Text provided>
Run STitch3D on the DLPFC dataset

In this tutorial, we show STitch3D’s analysis of the human dorsolateral prefrontal cortex (DLPFC) dataset.

The spatial transcriptomics DLPFC data are publicly available at https://github.com/LieberInstitute/spatialLIBD. The DLPFC dataset profiled by 10x Genomics Chromium platform is available at https://www.ncbi.nlm.nih.gov/geo/query/acc.cgi?acc=GSE144136.

Import packages

[1]:
import pandas as pd
import numpy as np
import scanpy as sc
import anndata as ad
import scipy.io
import matplotlib.pyplot as plt
import os
import sys

import STitch3D

import warnings
warnings.filterwarnings("ignore")

os.environ["CUDA_VISIBLE_DEVICES"] = "0"

Preprocessing

Load datasets

Load single-cell reference dataset:

[2]:
mat = scipy.io.mmread("./data/snRNAseq_brain/GSE144136_GeneBarcodeMatrix_Annotated.mtx")
meta = pd.read_csv("./data/snRNAseq_brain/GSE144136_CellNames.csv", index_col=0)
meta.index = meta.x.values
group = [i.split('.')[1].split('_')[0] for i in list(meta.x.values)]
condition = [i.split('.')[1].split('_')[1] for i in list(meta.x.values)]
celltype = [i.split('.')[0] for i in list(meta.x.values)]
meta["group"] = group
meta["condition"] = condition
meta["celltype"] = celltype
genename = pd.read_csv("./data/snRNAseq_brain/GSE144136_GeneNames.csv", index_col=0)
genename.index = genename.x.values
adata_ref = ad.AnnData(X=mat.tocsr().T)
adata_ref.obs = meta
adata_ref.var = genename
adata_ref = adata_ref[adata_ref.obs.condition.values.astype(str)=="Control", :]

Load spatial transcriptomics datasets:

[3]:
#spatial data
anno_df = pd.read_csv('./data/spatialLIBD/barcode_level_layer_map.tsv', sep='\t', header=None)

slice_idx = [151673, 151674, 151675, 151676]

adata_st1 = sc.read_visium(path="./data/spatialLIBD/%d" % slice_idx[0],
                          count_file="%d_filtered_feature_bc_matrix.h5" % slice_idx[0])

Complete the following>
1. List the slice numbers assigned to slice_idx in the STitch3D tutorial.
2. Transcribe the STitch3D tutorial from "meta.index = meta.x.values" up to and including "adata_ref = ad.AnnData(X=mat.tocsr().T)".
3. Please pick up the STitch3D tutorial at the point where it stops and carry it on.

Records supplied>
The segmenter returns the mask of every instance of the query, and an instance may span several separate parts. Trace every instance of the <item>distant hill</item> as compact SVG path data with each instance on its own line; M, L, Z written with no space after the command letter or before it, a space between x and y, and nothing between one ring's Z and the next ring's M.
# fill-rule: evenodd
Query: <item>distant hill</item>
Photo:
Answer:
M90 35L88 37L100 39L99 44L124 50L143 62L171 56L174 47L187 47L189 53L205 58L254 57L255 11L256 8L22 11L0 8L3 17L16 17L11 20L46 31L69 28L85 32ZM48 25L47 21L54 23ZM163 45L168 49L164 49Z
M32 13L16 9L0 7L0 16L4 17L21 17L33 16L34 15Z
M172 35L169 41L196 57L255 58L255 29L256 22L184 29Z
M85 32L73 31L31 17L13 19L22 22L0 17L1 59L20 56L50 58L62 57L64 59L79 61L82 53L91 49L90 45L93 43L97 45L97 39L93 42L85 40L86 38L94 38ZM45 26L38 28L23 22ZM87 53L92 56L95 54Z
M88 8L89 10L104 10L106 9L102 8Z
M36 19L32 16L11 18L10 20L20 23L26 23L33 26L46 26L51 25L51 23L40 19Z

Outputs in order>
1. 151673, 151674, 151675, 151676

2.
meta.index = meta.x.values
group = [i.split('.')[1].split('_')[0] for i in list(meta.x.values)]
condition = [i.split('.')[1].split('_')[1] for i in list(meta.x.values)]
celltype = [i.split('.')[0] for i in list(meta.x.values)]
meta["group"] = group
meta["condition"] = condition
meta["celltype"] = celltype
genename = pd.read_csv("./data/snRNAseq_brain/GSE144136_GeneNames.csv", index_col=0)
genename.index = genename.x.values
adata_ref = ad.AnnData(X=mat.tocsr().T)

3.
anno_df1 = anno_df.iloc[anno_df[1].values.astype(str) == str(slice_idx[0])]
anno_df1.columns = ["barcode", "slice_id", "layer"]
anno_df1.index = anno_df1['barcode']
adata_st1.obs = adata_st1.obs.join(anno_df1, how="left")
adata_st1 = adata_st1[adata_st1.obs['layer'].notna()]

adata_st2 = sc.read_visium(path="./data/spatialLIBD/%d" % slice_idx[1],
                          count_file="%d_filtered_feature_bc_matrix.h5" % slice_idx[1])
anno_df2 = anno_df.iloc[anno_df[1].values.astype(str) == str(slice_idx[1])]
anno_df2.columns = ["barcode", "slice_id", "layer"]
anno_df2.index = anno_df2['barcode']
adata_st2.obs = adata_st2.obs.join(anno_df2, how="left")
adata_st2 = adata_st2[adata_st2.obs['layer'].notna()]

adata_st3 = sc.read_visium(path="./data/spatialLIBD/%d" % slice_idx[2],
                          count_file="%d_filtered_feature_bc_matrix.h5" % slice_idx[2])
anno_df3 = anno_df.iloc[anno_df[1].values.astype(str) == str(slice_idx[2])]
anno_df3.columns = ["barcode", "slice_id", "layer"]
anno_df3.index = anno_df3['barcode']
adata_st3.obs = adata_st3.obs.join(anno_df3, how="left")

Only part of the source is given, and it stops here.